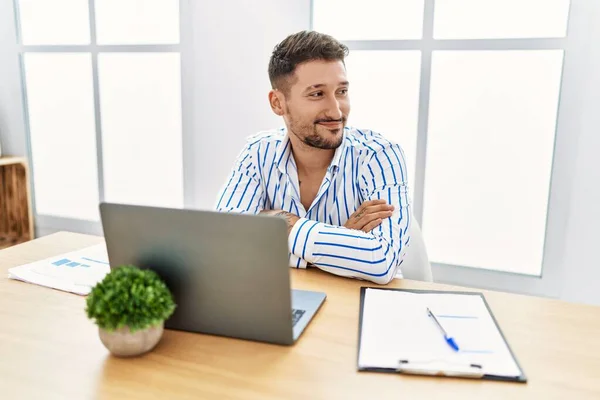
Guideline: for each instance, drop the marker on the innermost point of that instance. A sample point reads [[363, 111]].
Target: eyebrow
[[320, 85]]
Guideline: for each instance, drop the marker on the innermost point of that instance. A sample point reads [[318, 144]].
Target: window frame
[[563, 159]]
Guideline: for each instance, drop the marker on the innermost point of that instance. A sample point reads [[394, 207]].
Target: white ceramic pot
[[123, 343]]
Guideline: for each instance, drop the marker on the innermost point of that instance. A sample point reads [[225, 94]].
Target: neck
[[309, 159]]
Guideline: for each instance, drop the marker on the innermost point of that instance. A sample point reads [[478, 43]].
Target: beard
[[317, 136]]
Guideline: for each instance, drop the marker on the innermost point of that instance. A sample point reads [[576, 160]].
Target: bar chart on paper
[[75, 272]]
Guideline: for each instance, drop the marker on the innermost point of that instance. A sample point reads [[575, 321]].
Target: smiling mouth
[[331, 124]]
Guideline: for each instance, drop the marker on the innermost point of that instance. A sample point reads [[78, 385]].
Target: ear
[[277, 102]]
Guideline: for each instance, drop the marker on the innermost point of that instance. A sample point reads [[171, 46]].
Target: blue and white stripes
[[365, 167]]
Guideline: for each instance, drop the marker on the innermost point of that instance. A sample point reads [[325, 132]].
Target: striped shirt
[[366, 166]]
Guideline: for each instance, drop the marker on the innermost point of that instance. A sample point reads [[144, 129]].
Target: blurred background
[[495, 103]]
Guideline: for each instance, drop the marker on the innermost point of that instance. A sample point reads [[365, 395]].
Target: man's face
[[316, 106]]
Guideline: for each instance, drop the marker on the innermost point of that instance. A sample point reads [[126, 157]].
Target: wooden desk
[[49, 349]]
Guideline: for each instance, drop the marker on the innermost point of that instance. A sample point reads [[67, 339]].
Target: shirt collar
[[283, 153]]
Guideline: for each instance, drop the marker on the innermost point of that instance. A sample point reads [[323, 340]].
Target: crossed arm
[[372, 243]]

----

**WHAT IS EXPECTED**
Recast the listing above as a JSON list of strings, one string per line, leaving out blank lines and the picture.

**WORKED ANSWER**
[
  "Guideline: for each instance, drop the marker on the innermost point of that instance. A sample point reads [[363, 111]].",
  "Target: eyebrow",
  "[[320, 85]]",
  "Guideline: for each instance, drop the marker on the innermost point of that instance. A sample point reads [[318, 144]].",
  "Target: window frame",
  "[[563, 159]]",
  "Guideline: for each instance, drop the marker on the innermost point of that instance. A sample point reads [[394, 207]].",
  "Target: white ceramic pot",
  "[[123, 343]]",
  "Guideline: for each instance, drop the marker on the innermost point of that instance. A sample point reads [[225, 94]].",
  "Target: neck",
  "[[309, 159]]",
  "Guideline: for each instance, drop the marker on the innermost point of that instance. A sample point reads [[478, 43]].",
  "Target: beard",
  "[[317, 136]]",
  "Guideline: for each instance, drop the marker on the innermost point of that instance. A sample point reads [[576, 160]].",
  "Target: bar chart on paper",
  "[[75, 272]]",
  "Guideline: for each instance, drop the marker on the innermost point of that instance. A sample point reads [[575, 321]].",
  "Target: smiling mouth",
  "[[331, 124]]",
  "Guideline: for each instance, drop the marker on the innermost point of that instance. A sample point reads [[78, 385]].",
  "Target: ear",
  "[[277, 102]]",
  "Guideline: for each instance, drop the marker on the innermost point of that instance. A sample point reads [[171, 46]].",
  "Target: blue and white stripes",
  "[[365, 167]]",
  "Guideline: for each instance, drop the marker on the innermost point of that instance. A sample point reads [[325, 132]].",
  "Target: striped shirt",
  "[[366, 166]]",
  "Guideline: for each instance, drop the marker on the innermost point of that instance. A sample point reads [[144, 129]].",
  "Target: blurred background",
  "[[495, 103]]",
  "Guideline: for each instance, drop the marker on the innermost point of that instance. A sample point reads [[365, 395]].",
  "Target: man's face",
  "[[316, 106]]",
  "Guideline: for each instance, drop the marker on the innermost point of that instance. A sample point reads [[126, 157]].",
  "Target: wooden desk",
  "[[49, 349]]",
  "Guideline: for each instance, drop the marker on the innermost point of that instance. A sample point reads [[67, 339]].",
  "Target: shirt collar",
  "[[283, 153]]",
  "Guideline: for each instance, drop the marker on the innermost point of that instance. A sample point reads [[323, 340]].",
  "Target: crossed arm",
  "[[372, 243]]"
]